Job 1 ->
Answer these questions about the passage on eros below:
(a) Which work by Plato does it say emphasizes the "theatricality" of philosophical thought?
(b) Which book by Roland Barthes do the creators of "Erotikon" draw on?
(c) Who directed the film "Kuhle Wampe"?

Passage shown ->
┄┄┄┄┄┄┄┄┄┄
Philosophy has always had a tense relationship with the phenomenon of eros. On the one hand was its romantic conception, and on the other its philosophical dimension, as an ideal place of encounter with the Other. Plato’s Symposium emphasizes the deep “theatricality” of philosophical thought and even today can provide motivation for us to approach the ideal, cognitive dimension of eros.
Can we still speak of eros in this day and age? What possibilities or silent social resistances are expressed through the topic of eros? “Erotikon” imagines a broad spectrum of meanings for eros and love, presenting personal and intimate experiences, calling on memories, offering moments of consolation. Its creators imagine a sort of “Manifesto of eros in troubled times”—which, drawing on Roland Barthes’ Fragments of a Lover’s Discourse, uses bodies and music to construct a contemporary vocabulary of love: “heart,” “body,” “presence,” “dependence,” “insanity,” “jealousy,” “sex,” “suicide,” “depression,” “pain,” and so on.
Kiriakos Hadjiioannou has appeared at the Onassis Cultural Centre before, at the 2nd Young Choreographers Festival in 2015, with the work “Or Who Owns the World.” That performance was based on the 1932 German political film "Kuhle Wampe", with a screenplay by Bertolt Brecht, directed by Slatan Dudow and with music by Hanns Eisler. Both the theme of the film and its adaptation for stage treat pointed social problems and issues, trying to give a substantive answer to the question of how contemporary political action and thought take shape in artistic practice.
┄┄┄┄┄┄┄┄┄┄
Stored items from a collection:
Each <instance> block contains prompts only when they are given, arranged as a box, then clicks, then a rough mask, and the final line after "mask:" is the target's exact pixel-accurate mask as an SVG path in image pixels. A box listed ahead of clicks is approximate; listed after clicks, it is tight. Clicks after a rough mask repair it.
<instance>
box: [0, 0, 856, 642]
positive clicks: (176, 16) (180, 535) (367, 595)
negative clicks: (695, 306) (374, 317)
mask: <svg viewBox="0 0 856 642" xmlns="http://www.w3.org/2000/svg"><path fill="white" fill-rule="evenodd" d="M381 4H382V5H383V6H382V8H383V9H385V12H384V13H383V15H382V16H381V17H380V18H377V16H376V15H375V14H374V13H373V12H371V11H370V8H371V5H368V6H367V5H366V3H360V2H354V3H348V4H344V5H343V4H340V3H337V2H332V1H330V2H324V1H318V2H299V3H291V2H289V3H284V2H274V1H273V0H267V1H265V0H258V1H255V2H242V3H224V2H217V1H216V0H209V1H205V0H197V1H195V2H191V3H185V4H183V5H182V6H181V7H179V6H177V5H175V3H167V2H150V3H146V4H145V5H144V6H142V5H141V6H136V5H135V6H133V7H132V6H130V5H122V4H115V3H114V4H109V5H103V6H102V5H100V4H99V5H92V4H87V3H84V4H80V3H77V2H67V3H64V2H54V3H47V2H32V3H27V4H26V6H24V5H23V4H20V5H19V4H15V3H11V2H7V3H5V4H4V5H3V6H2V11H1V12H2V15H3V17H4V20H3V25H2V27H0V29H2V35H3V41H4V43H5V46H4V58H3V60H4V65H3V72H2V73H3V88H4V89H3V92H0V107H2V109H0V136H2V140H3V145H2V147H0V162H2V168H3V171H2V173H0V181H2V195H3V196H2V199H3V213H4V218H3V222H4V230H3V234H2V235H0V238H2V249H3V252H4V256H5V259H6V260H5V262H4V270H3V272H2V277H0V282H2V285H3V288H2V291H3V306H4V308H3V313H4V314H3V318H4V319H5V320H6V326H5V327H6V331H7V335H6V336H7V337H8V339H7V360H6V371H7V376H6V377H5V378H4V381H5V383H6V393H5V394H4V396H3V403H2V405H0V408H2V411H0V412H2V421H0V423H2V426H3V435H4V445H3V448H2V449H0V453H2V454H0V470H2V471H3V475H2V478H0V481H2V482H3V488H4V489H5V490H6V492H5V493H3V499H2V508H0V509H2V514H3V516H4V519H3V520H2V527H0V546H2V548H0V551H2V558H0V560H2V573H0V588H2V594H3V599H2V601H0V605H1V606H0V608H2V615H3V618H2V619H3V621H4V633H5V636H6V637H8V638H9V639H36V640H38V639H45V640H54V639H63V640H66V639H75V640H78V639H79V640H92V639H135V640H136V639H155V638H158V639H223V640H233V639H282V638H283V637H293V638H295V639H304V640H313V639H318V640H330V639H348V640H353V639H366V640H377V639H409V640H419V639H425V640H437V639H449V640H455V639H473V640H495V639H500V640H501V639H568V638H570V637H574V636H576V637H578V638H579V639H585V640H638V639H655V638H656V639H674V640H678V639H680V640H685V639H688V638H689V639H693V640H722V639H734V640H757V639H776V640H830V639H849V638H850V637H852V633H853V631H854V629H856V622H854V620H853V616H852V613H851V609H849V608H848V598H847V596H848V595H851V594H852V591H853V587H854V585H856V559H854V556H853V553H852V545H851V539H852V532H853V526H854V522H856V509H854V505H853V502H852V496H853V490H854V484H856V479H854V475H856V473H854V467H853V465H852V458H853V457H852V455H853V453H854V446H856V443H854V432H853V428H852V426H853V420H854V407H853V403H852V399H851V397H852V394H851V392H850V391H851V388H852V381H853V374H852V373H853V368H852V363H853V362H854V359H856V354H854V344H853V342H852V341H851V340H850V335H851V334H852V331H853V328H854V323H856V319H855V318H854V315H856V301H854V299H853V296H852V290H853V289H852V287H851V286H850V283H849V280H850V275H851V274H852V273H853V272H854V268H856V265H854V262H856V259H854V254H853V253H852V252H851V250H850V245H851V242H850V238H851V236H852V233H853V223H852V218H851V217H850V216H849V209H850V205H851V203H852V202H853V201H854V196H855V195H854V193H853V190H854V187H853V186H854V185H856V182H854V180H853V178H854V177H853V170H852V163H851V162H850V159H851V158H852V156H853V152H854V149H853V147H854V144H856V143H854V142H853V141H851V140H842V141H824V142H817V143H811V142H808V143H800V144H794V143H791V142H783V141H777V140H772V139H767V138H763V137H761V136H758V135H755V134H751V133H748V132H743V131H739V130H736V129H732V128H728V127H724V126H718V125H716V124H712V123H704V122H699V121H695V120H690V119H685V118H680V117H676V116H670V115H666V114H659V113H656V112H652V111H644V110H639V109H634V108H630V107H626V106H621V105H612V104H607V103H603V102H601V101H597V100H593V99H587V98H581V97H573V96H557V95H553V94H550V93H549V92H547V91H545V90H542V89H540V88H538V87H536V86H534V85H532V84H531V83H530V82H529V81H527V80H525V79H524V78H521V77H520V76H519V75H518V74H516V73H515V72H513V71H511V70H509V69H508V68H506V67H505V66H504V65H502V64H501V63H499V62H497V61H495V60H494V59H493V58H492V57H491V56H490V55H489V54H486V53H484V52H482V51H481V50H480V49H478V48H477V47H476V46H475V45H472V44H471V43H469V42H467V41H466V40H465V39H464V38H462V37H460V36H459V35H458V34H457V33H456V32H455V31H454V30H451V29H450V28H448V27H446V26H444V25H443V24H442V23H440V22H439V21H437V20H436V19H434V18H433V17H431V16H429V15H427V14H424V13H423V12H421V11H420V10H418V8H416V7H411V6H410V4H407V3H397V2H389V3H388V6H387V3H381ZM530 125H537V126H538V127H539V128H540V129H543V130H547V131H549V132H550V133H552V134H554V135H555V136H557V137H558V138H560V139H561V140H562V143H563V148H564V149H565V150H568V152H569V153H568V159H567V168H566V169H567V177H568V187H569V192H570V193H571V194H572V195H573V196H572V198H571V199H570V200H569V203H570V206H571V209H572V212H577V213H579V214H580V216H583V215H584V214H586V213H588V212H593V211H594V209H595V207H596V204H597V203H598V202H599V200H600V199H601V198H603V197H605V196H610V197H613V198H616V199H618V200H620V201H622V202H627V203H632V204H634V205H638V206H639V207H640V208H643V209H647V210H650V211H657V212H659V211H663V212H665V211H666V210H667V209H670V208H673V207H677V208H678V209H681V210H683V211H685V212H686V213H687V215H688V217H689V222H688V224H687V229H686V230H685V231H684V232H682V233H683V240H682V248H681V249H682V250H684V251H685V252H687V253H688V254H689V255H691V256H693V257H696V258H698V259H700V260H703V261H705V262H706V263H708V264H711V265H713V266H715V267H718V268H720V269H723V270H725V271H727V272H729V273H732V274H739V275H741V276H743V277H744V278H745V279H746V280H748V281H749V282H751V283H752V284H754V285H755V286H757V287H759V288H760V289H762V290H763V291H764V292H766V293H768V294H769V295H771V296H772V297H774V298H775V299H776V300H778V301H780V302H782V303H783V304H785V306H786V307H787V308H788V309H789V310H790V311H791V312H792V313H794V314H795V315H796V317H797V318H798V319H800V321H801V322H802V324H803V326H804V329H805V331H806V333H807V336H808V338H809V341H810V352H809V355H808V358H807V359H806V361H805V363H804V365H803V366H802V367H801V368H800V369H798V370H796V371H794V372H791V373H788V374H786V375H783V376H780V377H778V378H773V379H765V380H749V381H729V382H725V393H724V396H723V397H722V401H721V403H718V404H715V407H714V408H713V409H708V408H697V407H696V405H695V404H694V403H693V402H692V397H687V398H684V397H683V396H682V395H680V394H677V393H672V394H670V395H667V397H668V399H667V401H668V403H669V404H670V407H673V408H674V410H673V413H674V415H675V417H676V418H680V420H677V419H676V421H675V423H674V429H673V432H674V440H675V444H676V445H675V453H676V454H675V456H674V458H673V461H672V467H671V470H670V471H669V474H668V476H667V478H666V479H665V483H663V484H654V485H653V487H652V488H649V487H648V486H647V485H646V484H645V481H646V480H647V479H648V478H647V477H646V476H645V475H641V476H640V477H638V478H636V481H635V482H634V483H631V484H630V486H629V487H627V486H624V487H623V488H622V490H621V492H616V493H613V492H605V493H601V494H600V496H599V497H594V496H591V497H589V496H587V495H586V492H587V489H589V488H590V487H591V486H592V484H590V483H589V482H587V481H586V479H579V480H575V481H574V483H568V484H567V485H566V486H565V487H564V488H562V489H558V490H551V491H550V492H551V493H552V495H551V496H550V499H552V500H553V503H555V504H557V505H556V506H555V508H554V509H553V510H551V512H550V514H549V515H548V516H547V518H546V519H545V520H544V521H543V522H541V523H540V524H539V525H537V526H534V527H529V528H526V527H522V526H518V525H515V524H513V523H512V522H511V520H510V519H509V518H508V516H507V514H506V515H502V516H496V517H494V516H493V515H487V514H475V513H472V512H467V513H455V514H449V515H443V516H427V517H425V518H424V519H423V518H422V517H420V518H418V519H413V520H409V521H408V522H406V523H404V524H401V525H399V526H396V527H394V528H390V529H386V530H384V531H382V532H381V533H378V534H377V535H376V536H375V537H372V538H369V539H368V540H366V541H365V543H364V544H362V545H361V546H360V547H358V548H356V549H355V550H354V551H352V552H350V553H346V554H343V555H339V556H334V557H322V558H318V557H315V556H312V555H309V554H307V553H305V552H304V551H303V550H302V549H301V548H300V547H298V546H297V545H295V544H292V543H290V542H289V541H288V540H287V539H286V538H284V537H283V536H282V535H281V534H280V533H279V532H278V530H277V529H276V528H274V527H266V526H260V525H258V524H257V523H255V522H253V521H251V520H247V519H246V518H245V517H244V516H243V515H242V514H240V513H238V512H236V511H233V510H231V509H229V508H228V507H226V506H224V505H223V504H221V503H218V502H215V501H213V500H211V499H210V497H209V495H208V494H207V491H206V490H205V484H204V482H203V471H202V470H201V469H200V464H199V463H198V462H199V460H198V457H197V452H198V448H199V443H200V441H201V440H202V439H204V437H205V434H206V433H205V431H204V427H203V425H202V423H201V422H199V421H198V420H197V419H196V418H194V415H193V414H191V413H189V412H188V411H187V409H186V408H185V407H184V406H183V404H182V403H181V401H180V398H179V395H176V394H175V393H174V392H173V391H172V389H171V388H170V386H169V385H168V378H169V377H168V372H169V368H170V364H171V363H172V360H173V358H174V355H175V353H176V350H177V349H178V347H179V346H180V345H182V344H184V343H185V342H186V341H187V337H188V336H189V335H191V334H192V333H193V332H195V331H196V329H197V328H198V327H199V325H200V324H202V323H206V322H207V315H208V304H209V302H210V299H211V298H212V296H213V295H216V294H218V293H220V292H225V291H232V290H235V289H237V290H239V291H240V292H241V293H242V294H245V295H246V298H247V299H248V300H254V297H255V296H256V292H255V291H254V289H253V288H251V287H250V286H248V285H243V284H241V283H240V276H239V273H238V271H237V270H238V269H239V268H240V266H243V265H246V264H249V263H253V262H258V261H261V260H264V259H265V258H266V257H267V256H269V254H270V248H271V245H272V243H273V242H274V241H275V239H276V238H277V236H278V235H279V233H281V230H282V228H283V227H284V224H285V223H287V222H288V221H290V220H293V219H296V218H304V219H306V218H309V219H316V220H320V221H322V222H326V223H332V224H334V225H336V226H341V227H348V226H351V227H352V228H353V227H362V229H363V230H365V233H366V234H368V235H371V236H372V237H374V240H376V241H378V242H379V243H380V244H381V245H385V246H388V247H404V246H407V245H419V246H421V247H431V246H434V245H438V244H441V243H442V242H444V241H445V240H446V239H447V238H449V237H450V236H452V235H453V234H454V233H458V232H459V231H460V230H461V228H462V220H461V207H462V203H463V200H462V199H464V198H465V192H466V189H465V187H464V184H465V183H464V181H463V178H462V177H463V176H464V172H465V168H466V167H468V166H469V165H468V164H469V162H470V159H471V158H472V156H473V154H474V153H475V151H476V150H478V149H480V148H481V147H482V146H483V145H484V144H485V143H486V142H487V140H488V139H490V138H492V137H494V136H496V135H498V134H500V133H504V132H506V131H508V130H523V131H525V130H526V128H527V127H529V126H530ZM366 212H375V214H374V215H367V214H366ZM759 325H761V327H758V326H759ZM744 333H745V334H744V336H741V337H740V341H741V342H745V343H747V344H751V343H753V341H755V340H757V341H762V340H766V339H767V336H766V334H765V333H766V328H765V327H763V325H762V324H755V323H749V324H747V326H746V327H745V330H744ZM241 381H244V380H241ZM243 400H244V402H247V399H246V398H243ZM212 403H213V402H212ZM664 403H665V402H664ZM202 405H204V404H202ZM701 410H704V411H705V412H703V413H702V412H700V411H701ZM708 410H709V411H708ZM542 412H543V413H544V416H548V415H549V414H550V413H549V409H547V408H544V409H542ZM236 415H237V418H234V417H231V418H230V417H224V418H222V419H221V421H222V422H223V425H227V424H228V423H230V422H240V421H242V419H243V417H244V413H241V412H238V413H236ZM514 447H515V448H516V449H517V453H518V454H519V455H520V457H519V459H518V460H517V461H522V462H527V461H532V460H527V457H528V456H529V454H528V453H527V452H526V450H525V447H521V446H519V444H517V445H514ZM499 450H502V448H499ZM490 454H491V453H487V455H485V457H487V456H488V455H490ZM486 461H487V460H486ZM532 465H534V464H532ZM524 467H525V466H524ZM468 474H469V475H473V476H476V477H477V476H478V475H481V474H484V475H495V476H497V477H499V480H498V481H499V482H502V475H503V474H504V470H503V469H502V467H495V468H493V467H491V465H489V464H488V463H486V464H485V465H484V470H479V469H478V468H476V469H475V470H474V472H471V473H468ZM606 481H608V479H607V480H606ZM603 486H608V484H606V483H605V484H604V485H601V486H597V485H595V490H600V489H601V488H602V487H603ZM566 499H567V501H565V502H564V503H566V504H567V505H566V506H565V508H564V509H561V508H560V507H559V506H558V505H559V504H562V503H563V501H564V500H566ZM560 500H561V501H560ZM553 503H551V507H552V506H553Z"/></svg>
┄┄┄┄┄┄┄┄┄┄
Job 2 -> Please edit the listing, starting at its first line and ending at the line containing "negative clicks: (695, 306) (374, 317)", by replacing "rough mask" with "coarse mask" and changing nothing else. Give only those lines.

Exercise answer 1 ->
(a) The Symposium
(b) Fragments of a Lover's Discourse
(c) Slatan Dudow

Exercise answer 2 ->
Each <instance> block contains prompts only when they are given, arranged as a box, then clicks, then a coarse mask, and the final line after "mask:" is the target's exact pixel-accurate mask as an SVG path in image pixels. A box listed ahead of clicks is approximate; listed after clicks, it is tight. Clicks after a coarse mask repair it.
<instance>
box: [0, 0, 856, 642]
positive clicks: (176, 16) (180, 535) (367, 595)
negative clicks: (695, 306) (374, 317)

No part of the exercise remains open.